**AIM**
Rewrite the records from the line with "Task: point to every instance of the wheel" up to and including the line with "[[369, 482], [692, 377], [372, 486]]", and shift every coordinate in the answers by adding 58 to it.

*-*-*

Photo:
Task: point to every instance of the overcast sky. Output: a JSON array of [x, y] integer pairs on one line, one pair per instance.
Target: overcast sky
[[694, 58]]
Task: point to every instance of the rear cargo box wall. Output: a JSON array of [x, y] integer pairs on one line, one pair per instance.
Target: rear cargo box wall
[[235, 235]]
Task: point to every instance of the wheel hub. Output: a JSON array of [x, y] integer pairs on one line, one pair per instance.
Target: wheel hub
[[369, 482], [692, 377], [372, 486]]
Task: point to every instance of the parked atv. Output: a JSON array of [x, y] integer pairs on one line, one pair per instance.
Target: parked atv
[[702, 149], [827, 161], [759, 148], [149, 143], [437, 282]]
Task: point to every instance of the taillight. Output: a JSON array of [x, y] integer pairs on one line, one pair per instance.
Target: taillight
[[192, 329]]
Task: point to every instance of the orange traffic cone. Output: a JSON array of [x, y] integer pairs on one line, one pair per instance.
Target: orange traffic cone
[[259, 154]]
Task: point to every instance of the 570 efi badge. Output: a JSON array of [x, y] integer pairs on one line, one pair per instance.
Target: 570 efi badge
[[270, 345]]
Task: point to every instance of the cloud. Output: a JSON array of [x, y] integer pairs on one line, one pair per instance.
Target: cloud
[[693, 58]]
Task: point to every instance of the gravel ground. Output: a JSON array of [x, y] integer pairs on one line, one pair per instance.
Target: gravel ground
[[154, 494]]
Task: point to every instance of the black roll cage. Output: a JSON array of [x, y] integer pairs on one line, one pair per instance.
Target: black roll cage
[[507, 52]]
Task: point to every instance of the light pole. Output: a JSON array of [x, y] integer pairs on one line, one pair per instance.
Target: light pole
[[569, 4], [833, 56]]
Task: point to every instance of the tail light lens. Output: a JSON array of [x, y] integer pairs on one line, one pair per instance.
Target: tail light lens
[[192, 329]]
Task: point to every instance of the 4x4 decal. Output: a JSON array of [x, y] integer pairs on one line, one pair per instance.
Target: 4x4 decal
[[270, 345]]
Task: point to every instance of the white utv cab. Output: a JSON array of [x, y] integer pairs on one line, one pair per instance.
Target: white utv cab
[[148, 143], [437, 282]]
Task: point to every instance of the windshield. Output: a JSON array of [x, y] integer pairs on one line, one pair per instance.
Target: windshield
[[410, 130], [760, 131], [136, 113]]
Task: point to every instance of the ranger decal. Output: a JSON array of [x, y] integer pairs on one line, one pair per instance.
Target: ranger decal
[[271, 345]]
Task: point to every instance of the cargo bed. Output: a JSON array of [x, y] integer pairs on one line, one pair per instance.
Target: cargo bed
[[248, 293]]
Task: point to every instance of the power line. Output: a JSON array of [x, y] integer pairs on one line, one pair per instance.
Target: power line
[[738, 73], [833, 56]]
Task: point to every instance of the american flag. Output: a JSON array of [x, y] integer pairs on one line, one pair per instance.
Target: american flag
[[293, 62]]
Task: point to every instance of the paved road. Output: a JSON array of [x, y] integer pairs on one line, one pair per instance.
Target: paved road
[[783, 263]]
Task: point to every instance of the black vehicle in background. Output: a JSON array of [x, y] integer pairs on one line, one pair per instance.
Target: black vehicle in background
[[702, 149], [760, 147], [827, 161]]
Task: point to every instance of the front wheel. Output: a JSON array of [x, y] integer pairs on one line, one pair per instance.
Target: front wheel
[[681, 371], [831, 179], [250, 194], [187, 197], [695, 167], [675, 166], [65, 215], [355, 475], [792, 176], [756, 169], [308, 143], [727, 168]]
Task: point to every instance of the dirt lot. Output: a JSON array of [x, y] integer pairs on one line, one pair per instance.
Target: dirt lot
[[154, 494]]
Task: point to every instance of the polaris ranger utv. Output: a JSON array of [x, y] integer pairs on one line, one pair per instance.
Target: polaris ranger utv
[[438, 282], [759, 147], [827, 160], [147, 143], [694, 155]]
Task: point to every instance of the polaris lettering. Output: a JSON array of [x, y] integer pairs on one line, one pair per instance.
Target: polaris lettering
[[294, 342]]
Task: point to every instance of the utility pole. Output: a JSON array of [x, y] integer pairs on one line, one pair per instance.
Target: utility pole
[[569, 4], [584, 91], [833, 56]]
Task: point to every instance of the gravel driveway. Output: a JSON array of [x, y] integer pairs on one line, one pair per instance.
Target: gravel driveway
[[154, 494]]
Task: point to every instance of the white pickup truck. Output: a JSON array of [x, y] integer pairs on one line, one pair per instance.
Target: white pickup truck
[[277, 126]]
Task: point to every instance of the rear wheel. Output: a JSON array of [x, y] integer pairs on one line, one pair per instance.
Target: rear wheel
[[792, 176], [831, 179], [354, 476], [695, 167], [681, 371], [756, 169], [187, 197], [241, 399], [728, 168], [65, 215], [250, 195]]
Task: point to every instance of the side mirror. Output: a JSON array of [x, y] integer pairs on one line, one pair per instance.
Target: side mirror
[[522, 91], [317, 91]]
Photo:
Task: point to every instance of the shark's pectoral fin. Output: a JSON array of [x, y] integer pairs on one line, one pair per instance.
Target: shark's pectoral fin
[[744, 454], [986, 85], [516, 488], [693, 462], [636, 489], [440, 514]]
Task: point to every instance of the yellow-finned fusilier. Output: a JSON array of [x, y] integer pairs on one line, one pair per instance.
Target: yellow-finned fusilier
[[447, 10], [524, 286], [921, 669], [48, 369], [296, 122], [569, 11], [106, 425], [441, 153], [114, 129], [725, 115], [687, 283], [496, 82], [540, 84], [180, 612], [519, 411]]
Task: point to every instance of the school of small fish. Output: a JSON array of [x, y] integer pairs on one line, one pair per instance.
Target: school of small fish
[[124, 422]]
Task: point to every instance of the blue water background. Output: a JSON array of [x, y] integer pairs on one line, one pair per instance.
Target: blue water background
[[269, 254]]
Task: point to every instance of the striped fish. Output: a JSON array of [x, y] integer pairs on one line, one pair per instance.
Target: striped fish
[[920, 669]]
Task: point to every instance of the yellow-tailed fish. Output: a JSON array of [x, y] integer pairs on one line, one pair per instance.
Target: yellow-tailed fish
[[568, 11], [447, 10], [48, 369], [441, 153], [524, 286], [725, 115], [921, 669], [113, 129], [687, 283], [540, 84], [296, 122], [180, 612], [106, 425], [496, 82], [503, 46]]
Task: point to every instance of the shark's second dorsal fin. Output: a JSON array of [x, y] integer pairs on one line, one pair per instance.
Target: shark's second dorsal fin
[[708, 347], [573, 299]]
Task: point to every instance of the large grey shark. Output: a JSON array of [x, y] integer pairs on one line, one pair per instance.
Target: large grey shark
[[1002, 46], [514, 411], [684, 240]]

*-*-*

**SOLVED EXERCISE**
Task: point to every instance of the wheel hub. Output: a JSON array of [x, y] integer pairs on one line, one pair per instance.
Target: wheel hub
[[427, 540], [750, 435], [430, 544]]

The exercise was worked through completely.